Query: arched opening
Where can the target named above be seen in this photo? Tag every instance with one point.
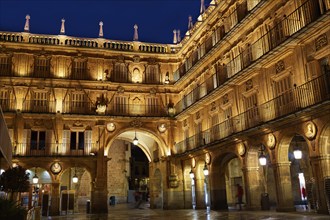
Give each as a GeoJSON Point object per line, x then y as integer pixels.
{"type": "Point", "coordinates": [156, 191]}
{"type": "Point", "coordinates": [40, 193]}
{"type": "Point", "coordinates": [130, 164]}
{"type": "Point", "coordinates": [301, 174]}
{"type": "Point", "coordinates": [74, 194]}
{"type": "Point", "coordinates": [226, 174]}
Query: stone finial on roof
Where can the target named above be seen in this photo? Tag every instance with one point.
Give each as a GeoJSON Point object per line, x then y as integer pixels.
{"type": "Point", "coordinates": [179, 36]}
{"type": "Point", "coordinates": [62, 31]}
{"type": "Point", "coordinates": [190, 24]}
{"type": "Point", "coordinates": [136, 35]}
{"type": "Point", "coordinates": [27, 23]}
{"type": "Point", "coordinates": [202, 7]}
{"type": "Point", "coordinates": [175, 40]}
{"type": "Point", "coordinates": [101, 29]}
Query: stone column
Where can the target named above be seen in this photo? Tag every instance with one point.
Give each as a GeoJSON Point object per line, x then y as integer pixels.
{"type": "Point", "coordinates": [55, 199]}
{"type": "Point", "coordinates": [99, 194]}
{"type": "Point", "coordinates": [252, 187]}
{"type": "Point", "coordinates": [283, 187]}
{"type": "Point", "coordinates": [321, 169]}
{"type": "Point", "coordinates": [218, 191]}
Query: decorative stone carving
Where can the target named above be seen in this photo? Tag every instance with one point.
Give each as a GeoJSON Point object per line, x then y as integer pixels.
{"type": "Point", "coordinates": [162, 128]}
{"type": "Point", "coordinates": [321, 41]}
{"type": "Point", "coordinates": [136, 59]}
{"type": "Point", "coordinates": [173, 181]}
{"type": "Point", "coordinates": [279, 66]}
{"type": "Point", "coordinates": [120, 89]}
{"type": "Point", "coordinates": [310, 130]}
{"type": "Point", "coordinates": [111, 126]}
{"type": "Point", "coordinates": [136, 123]}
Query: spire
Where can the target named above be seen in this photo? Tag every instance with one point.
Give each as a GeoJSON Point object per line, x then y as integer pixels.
{"type": "Point", "coordinates": [202, 7]}
{"type": "Point", "coordinates": [136, 35]}
{"type": "Point", "coordinates": [174, 37]}
{"type": "Point", "coordinates": [190, 24]}
{"type": "Point", "coordinates": [62, 27]}
{"type": "Point", "coordinates": [27, 23]}
{"type": "Point", "coordinates": [179, 36]}
{"type": "Point", "coordinates": [101, 29]}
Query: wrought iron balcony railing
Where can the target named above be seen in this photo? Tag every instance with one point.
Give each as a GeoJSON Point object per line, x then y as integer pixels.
{"type": "Point", "coordinates": [53, 149]}
{"type": "Point", "coordinates": [311, 93]}
{"type": "Point", "coordinates": [272, 39]}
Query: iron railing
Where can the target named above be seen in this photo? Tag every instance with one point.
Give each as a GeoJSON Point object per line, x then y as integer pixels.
{"type": "Point", "coordinates": [53, 149]}
{"type": "Point", "coordinates": [311, 93]}
{"type": "Point", "coordinates": [272, 39]}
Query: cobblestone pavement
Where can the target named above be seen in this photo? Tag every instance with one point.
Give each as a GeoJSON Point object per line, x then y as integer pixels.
{"type": "Point", "coordinates": [127, 211]}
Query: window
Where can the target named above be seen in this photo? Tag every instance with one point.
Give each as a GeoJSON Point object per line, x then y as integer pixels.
{"type": "Point", "coordinates": [121, 105]}
{"type": "Point", "coordinates": [39, 102]}
{"type": "Point", "coordinates": [152, 74]}
{"type": "Point", "coordinates": [152, 105]}
{"type": "Point", "coordinates": [283, 92]}
{"type": "Point", "coordinates": [38, 140]}
{"type": "Point", "coordinates": [41, 67]}
{"type": "Point", "coordinates": [78, 103]}
{"type": "Point", "coordinates": [251, 109]}
{"type": "Point", "coordinates": [79, 69]}
{"type": "Point", "coordinates": [4, 100]}
{"type": "Point", "coordinates": [120, 73]}
{"type": "Point", "coordinates": [77, 140]}
{"type": "Point", "coordinates": [5, 66]}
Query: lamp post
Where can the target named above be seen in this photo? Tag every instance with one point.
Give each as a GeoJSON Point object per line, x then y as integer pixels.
{"type": "Point", "coordinates": [193, 194]}
{"type": "Point", "coordinates": [207, 189]}
{"type": "Point", "coordinates": [297, 153]}
{"type": "Point", "coordinates": [135, 140]}
{"type": "Point", "coordinates": [264, 196]}
{"type": "Point", "coordinates": [75, 177]}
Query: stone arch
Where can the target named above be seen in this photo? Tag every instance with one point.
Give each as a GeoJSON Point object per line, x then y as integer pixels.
{"type": "Point", "coordinates": [324, 140]}
{"type": "Point", "coordinates": [149, 133]}
{"type": "Point", "coordinates": [156, 191]}
{"type": "Point", "coordinates": [218, 179]}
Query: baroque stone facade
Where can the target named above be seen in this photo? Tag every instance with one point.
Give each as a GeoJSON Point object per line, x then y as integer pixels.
{"type": "Point", "coordinates": [236, 85]}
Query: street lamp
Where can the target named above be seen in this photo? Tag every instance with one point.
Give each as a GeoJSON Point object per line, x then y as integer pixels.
{"type": "Point", "coordinates": [262, 157]}
{"type": "Point", "coordinates": [35, 179]}
{"type": "Point", "coordinates": [297, 153]}
{"type": "Point", "coordinates": [135, 140]}
{"type": "Point", "coordinates": [206, 188]}
{"type": "Point", "coordinates": [193, 194]}
{"type": "Point", "coordinates": [75, 177]}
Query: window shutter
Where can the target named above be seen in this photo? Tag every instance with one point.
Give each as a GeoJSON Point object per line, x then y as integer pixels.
{"type": "Point", "coordinates": [66, 142]}
{"type": "Point", "coordinates": [88, 141]}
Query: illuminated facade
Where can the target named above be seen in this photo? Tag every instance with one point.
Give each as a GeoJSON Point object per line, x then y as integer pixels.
{"type": "Point", "coordinates": [248, 78]}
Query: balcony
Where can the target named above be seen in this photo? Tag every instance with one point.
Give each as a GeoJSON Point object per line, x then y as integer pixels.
{"type": "Point", "coordinates": [268, 42]}
{"type": "Point", "coordinates": [53, 150]}
{"type": "Point", "coordinates": [302, 97]}
{"type": "Point", "coordinates": [39, 106]}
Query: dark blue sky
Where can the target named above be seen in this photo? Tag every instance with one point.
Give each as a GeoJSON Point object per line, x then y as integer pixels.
{"type": "Point", "coordinates": [156, 18]}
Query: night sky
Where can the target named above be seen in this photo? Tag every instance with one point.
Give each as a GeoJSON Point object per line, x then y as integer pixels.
{"type": "Point", "coordinates": [156, 19]}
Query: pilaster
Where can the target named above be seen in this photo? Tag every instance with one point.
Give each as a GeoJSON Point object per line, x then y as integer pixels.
{"type": "Point", "coordinates": [321, 170]}
{"type": "Point", "coordinates": [253, 191]}
{"type": "Point", "coordinates": [283, 186]}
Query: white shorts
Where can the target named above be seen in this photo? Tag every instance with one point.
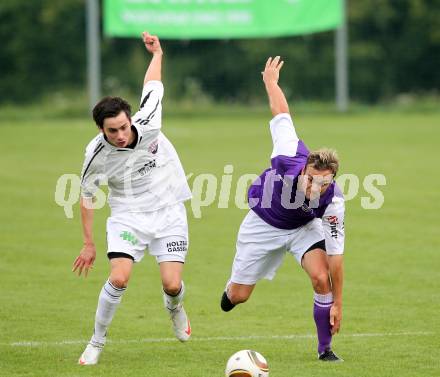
+--
**Aim of the exercise:** Reproduce every line of the data above, exactly as it stands, but not the pictures.

**Answer box:**
Query: arched opening
Where can the target named above be seen in this photo? Tag every instance with one point.
Give each as a GeoJSON Point object per line, x then y as integer pixels.
{"type": "Point", "coordinates": [156, 191]}
{"type": "Point", "coordinates": [40, 193]}
{"type": "Point", "coordinates": [130, 164]}
{"type": "Point", "coordinates": [301, 174]}
{"type": "Point", "coordinates": [74, 194]}
{"type": "Point", "coordinates": [226, 174]}
Query: stone finial on roof
Where can the target named above be seen in this photo? Tag every instance with one point.
Give each as a GeoJSON Point object per line, x then y as integer pixels.
{"type": "Point", "coordinates": [179, 36]}
{"type": "Point", "coordinates": [62, 31]}
{"type": "Point", "coordinates": [190, 24]}
{"type": "Point", "coordinates": [136, 35]}
{"type": "Point", "coordinates": [27, 23]}
{"type": "Point", "coordinates": [202, 7]}
{"type": "Point", "coordinates": [175, 40]}
{"type": "Point", "coordinates": [101, 29]}
Query: stone column
Where can the target named above be seen in this photo? Tag every instance with one point.
Give each as a GeoJSON Point object per line, x then y as integer pixels.
{"type": "Point", "coordinates": [55, 199]}
{"type": "Point", "coordinates": [99, 194]}
{"type": "Point", "coordinates": [252, 187]}
{"type": "Point", "coordinates": [283, 187]}
{"type": "Point", "coordinates": [321, 169]}
{"type": "Point", "coordinates": [218, 191]}
Query: decorative stone carving
Where can the target named above be seen in this photo? Tag every instance with one point.
Give each as a GeoJSON Point object per line, x then y as integer pixels.
{"type": "Point", "coordinates": [162, 128]}
{"type": "Point", "coordinates": [321, 41]}
{"type": "Point", "coordinates": [136, 59]}
{"type": "Point", "coordinates": [173, 181]}
{"type": "Point", "coordinates": [279, 66]}
{"type": "Point", "coordinates": [120, 89]}
{"type": "Point", "coordinates": [310, 130]}
{"type": "Point", "coordinates": [111, 126]}
{"type": "Point", "coordinates": [136, 123]}
Query: spire
Where can the target named above be seen in this photo? Tag every instance with one point.
Give each as a GeoJSON Point object per line, x then y as integer pixels.
{"type": "Point", "coordinates": [202, 7]}
{"type": "Point", "coordinates": [136, 35]}
{"type": "Point", "coordinates": [174, 37]}
{"type": "Point", "coordinates": [190, 24]}
{"type": "Point", "coordinates": [62, 27]}
{"type": "Point", "coordinates": [27, 23]}
{"type": "Point", "coordinates": [179, 36]}
{"type": "Point", "coordinates": [101, 29]}
Query: wrought iron balcony railing
Where can the target named above be seen in this photo? Tag every instance with one point.
Give each as a GeoJSON Point object per line, x then y as integer pixels.
{"type": "Point", "coordinates": [53, 149]}
{"type": "Point", "coordinates": [311, 93]}
{"type": "Point", "coordinates": [272, 39]}
Query: iron railing
Where can the target named above be seen in this photo? Tag every instance with one point.
Give each as a GeoJSON Point object per line, x then y as integer pixels.
{"type": "Point", "coordinates": [53, 149]}
{"type": "Point", "coordinates": [311, 93]}
{"type": "Point", "coordinates": [272, 39]}
Query: cobblestone pavement
Where can the target named above be seen in this photo? Tag every instance with one point.
Give each as a GeoJSON Point object per line, x then y as integer pixels.
{"type": "Point", "coordinates": [127, 211]}
Query: window
Where can the target named above be seen in this photo? Tag every instance with one point.
Give each as a GeoJSON Point object per line, x then y as integer pixels.
{"type": "Point", "coordinates": [121, 105]}
{"type": "Point", "coordinates": [39, 102]}
{"type": "Point", "coordinates": [152, 74]}
{"type": "Point", "coordinates": [152, 105]}
{"type": "Point", "coordinates": [283, 92]}
{"type": "Point", "coordinates": [38, 140]}
{"type": "Point", "coordinates": [41, 67]}
{"type": "Point", "coordinates": [78, 103]}
{"type": "Point", "coordinates": [251, 109]}
{"type": "Point", "coordinates": [79, 69]}
{"type": "Point", "coordinates": [4, 100]}
{"type": "Point", "coordinates": [120, 73]}
{"type": "Point", "coordinates": [77, 140]}
{"type": "Point", "coordinates": [5, 66]}
Query: lamp post
Where can the target named above be seen in this photo? Tag every instance with one point.
Give each as a GeoJSON Point object per line, x then y as integer pixels.
{"type": "Point", "coordinates": [193, 194]}
{"type": "Point", "coordinates": [207, 189]}
{"type": "Point", "coordinates": [297, 153]}
{"type": "Point", "coordinates": [135, 140]}
{"type": "Point", "coordinates": [264, 196]}
{"type": "Point", "coordinates": [75, 177]}
Query: stone arch
Where can the target named above be seen in this photo? Tag every instance with one point.
Give each as a GeoJSON Point object per line, x then y as integer pixels.
{"type": "Point", "coordinates": [324, 140]}
{"type": "Point", "coordinates": [149, 133]}
{"type": "Point", "coordinates": [156, 191]}
{"type": "Point", "coordinates": [218, 179]}
Query: baroque stone facade
Where can the target named above be seen in this photo? Tag every instance with one point.
Give each as a GeoJSON Point object per line, x then y as integer pixels.
{"type": "Point", "coordinates": [236, 85]}
Query: street lamp
Where can the target named above be seen in this photo? Tag every instance with one point.
Give each as a GeoJSON Point object per line, x then y as integer pixels.
{"type": "Point", "coordinates": [262, 157]}
{"type": "Point", "coordinates": [35, 179]}
{"type": "Point", "coordinates": [297, 153]}
{"type": "Point", "coordinates": [135, 140]}
{"type": "Point", "coordinates": [206, 188]}
{"type": "Point", "coordinates": [193, 194]}
{"type": "Point", "coordinates": [75, 177]}
Query: window shutter
Where can the target named above be seen in this photo? Tag every instance with one point.
Give each as a GeoJSON Point object per line, x then y as integer pixels.
{"type": "Point", "coordinates": [66, 142]}
{"type": "Point", "coordinates": [88, 141]}
Query: illuminated facade
Where can the target named above be seen in this photo? Tag every instance with one point.
Give each as a GeoJSON Point object per line, x then y as integer pixels.
{"type": "Point", "coordinates": [248, 78]}
Query: balcony
Where can the target named above be seen in this photo? Tag every instance with one point.
Give each as a GeoJSON Point object per line, x then y as integer pixels.
{"type": "Point", "coordinates": [268, 42]}
{"type": "Point", "coordinates": [53, 150]}
{"type": "Point", "coordinates": [302, 97]}
{"type": "Point", "coordinates": [39, 106]}
Query: dark blue sky
Where can the target named above be seen in this photo? Tag every instance with one point.
Give each as a GeoJSON Point object per line, x then y as integer pixels.
{"type": "Point", "coordinates": [156, 18]}
Query: night sky
Where can the target named above be seen in this photo? Tag every instance with one point.
Give each as a GeoJSON Point object per line, x then y as integer pixels.
{"type": "Point", "coordinates": [156, 19]}
Query: pilaster
Where can the target named above be seen in this photo? Tag every instance with one point.
Give each as a GeoJSON Point object per line, x then y as integer pixels.
{"type": "Point", "coordinates": [321, 170]}
{"type": "Point", "coordinates": [253, 191]}
{"type": "Point", "coordinates": [283, 186]}
Query: white shorts
Where can the target named above be seen in this photo? Tag every instance with one point.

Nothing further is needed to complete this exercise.